Written task. Count the lines below that contain the word "reflection", treating uppercase and lowercase as distinct, and give only the number.

Rows from a box-labeling dataset.
---

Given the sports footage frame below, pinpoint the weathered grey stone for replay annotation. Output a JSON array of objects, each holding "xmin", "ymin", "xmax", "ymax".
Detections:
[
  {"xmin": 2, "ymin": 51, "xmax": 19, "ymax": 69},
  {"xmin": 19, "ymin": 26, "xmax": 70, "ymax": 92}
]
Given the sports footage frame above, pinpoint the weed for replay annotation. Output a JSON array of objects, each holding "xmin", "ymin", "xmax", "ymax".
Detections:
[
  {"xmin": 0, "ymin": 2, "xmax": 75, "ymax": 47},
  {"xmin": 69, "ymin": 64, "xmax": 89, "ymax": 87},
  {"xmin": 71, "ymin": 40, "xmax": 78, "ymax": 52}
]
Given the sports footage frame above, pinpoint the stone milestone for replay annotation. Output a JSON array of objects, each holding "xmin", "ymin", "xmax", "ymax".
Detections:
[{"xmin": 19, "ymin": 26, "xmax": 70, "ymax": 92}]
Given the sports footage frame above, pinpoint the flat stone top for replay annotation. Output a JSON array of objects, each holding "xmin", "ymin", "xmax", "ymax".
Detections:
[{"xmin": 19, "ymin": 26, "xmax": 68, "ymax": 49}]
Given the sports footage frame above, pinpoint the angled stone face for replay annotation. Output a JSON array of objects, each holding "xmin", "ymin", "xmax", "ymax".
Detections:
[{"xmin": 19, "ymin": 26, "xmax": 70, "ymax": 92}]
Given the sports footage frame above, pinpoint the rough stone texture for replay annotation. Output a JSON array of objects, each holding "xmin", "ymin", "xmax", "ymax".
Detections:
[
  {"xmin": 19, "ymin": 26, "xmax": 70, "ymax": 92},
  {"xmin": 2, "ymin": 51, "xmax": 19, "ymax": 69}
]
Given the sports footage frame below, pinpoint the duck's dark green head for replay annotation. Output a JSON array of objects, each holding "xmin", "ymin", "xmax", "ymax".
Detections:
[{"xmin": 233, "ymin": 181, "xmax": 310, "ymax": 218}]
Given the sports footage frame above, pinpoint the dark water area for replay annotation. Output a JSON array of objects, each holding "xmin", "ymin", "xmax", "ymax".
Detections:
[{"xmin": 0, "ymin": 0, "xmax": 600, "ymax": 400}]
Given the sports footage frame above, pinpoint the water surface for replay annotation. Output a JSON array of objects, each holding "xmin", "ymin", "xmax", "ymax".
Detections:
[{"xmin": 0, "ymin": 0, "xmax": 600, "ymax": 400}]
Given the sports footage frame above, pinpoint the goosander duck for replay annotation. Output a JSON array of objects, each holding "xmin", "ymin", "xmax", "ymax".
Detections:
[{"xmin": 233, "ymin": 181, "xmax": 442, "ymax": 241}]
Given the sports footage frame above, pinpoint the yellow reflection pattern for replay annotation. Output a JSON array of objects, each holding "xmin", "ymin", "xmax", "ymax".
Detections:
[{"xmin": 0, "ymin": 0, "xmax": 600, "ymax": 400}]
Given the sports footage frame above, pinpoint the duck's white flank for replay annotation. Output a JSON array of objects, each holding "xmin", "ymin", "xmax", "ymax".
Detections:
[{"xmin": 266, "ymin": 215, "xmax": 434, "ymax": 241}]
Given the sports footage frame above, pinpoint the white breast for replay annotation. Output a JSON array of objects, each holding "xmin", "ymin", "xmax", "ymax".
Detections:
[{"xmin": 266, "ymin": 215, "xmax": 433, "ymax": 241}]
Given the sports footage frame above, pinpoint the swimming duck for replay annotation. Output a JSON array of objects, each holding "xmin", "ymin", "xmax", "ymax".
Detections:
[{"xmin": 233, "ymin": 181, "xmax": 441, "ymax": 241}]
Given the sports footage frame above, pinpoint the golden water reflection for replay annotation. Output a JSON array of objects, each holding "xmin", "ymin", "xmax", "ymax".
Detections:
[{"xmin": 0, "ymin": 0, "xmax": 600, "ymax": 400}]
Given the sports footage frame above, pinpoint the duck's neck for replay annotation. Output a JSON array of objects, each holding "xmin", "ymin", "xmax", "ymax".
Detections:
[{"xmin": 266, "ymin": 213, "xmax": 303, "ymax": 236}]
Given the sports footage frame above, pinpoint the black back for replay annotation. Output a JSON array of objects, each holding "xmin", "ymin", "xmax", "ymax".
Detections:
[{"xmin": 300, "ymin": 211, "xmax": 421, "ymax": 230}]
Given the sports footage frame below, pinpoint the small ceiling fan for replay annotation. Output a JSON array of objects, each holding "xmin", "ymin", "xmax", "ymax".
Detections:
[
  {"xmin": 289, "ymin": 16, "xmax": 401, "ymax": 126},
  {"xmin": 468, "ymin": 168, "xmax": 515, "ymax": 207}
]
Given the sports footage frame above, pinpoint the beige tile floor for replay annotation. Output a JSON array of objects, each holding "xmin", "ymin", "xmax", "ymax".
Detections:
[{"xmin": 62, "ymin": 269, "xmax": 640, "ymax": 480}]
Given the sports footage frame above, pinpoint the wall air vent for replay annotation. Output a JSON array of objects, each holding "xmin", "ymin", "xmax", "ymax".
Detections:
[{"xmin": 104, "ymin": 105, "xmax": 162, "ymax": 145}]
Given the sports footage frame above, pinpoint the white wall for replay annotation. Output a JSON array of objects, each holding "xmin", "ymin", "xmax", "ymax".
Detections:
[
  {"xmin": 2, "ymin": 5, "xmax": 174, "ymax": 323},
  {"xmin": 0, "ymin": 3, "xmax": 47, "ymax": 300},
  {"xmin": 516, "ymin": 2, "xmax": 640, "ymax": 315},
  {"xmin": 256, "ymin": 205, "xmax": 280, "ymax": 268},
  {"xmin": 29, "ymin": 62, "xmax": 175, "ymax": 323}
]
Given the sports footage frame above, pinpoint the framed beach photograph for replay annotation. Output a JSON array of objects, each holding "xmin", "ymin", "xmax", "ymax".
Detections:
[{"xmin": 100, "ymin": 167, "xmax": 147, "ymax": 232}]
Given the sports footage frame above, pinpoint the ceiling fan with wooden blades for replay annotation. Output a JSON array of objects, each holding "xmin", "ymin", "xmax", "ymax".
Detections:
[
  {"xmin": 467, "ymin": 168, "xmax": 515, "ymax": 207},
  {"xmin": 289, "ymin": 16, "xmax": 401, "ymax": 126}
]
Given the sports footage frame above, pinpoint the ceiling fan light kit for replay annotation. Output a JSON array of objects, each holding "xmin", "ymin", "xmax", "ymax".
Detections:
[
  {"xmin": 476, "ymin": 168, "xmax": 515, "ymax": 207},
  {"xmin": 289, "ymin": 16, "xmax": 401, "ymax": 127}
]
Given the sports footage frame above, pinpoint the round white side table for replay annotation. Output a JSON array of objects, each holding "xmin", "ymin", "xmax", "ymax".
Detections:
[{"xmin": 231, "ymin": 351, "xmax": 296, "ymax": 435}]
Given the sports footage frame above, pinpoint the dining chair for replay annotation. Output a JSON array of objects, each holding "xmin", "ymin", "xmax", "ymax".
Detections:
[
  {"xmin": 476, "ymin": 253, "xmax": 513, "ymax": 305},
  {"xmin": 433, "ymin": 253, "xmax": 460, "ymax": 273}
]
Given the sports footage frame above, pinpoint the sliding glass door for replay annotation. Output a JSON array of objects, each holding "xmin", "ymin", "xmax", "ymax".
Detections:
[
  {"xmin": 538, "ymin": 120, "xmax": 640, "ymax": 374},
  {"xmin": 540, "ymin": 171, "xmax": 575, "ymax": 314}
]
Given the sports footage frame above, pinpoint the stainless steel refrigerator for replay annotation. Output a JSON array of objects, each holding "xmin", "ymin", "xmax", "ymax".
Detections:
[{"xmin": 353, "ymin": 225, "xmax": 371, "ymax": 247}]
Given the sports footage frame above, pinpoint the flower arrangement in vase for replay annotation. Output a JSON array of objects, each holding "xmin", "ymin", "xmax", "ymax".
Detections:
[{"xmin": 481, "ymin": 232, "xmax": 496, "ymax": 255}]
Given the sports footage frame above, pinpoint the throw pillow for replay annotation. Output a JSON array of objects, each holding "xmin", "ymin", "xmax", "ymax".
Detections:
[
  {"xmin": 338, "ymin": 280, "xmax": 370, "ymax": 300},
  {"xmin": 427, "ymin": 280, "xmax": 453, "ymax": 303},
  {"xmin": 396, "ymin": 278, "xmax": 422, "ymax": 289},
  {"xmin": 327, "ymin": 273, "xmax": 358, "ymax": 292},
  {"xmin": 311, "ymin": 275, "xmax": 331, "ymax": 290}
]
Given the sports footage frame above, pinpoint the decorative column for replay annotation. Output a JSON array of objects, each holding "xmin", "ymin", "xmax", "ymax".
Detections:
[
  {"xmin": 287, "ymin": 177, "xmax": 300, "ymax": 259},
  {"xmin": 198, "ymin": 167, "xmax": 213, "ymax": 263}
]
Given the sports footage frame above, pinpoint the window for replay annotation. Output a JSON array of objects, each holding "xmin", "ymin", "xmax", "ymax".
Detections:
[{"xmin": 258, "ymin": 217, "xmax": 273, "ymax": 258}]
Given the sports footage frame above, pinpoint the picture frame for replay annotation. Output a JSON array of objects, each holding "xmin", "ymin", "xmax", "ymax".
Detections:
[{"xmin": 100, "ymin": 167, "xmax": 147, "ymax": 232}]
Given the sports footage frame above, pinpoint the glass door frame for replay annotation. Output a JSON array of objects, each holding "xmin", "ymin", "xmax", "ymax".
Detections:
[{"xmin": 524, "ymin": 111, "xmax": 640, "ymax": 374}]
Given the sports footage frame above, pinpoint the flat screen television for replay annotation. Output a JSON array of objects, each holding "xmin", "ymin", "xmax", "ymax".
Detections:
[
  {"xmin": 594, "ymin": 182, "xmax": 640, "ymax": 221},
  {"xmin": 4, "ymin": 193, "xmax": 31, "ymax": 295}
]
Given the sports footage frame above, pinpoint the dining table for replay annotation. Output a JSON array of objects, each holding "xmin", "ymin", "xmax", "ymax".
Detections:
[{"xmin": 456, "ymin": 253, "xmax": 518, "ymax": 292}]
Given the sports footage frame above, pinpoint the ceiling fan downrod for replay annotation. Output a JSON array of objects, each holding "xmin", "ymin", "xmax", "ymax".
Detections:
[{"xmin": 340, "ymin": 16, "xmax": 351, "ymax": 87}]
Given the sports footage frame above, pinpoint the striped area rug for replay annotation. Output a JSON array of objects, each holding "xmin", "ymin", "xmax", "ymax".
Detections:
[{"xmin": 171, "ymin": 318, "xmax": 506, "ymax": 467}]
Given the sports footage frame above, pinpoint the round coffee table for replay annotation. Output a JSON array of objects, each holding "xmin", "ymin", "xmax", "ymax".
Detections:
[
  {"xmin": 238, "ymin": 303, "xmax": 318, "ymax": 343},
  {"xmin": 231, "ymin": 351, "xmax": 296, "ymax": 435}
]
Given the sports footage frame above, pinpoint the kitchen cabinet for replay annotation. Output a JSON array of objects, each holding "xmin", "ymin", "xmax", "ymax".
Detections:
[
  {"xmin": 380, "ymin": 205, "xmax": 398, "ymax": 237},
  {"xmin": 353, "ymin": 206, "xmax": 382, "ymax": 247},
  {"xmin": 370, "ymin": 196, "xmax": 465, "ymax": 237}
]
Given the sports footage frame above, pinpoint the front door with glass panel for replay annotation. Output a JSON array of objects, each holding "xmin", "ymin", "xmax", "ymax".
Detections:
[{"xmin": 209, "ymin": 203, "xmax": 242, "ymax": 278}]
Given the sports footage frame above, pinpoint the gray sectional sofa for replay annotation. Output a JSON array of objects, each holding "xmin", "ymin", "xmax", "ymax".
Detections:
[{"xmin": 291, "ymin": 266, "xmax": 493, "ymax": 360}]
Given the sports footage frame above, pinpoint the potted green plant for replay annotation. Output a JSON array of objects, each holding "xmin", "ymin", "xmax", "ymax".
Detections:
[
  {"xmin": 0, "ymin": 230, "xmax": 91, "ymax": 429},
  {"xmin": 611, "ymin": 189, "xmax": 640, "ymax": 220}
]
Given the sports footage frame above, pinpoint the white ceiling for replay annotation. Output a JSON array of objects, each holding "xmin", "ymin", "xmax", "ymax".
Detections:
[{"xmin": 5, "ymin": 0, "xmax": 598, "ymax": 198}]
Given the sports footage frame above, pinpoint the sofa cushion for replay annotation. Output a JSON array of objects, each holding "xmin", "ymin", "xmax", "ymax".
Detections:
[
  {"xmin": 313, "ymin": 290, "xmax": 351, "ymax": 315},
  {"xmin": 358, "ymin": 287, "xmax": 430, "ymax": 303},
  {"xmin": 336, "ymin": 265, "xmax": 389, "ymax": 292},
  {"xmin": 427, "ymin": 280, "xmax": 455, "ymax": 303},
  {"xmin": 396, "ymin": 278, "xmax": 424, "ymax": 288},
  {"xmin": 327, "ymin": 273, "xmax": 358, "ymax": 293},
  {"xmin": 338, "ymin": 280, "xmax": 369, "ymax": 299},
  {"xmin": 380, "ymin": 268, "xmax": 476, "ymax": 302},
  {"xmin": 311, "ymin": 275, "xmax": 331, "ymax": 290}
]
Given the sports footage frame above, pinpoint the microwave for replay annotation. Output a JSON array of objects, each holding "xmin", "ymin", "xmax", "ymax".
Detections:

---

Exercise output. 2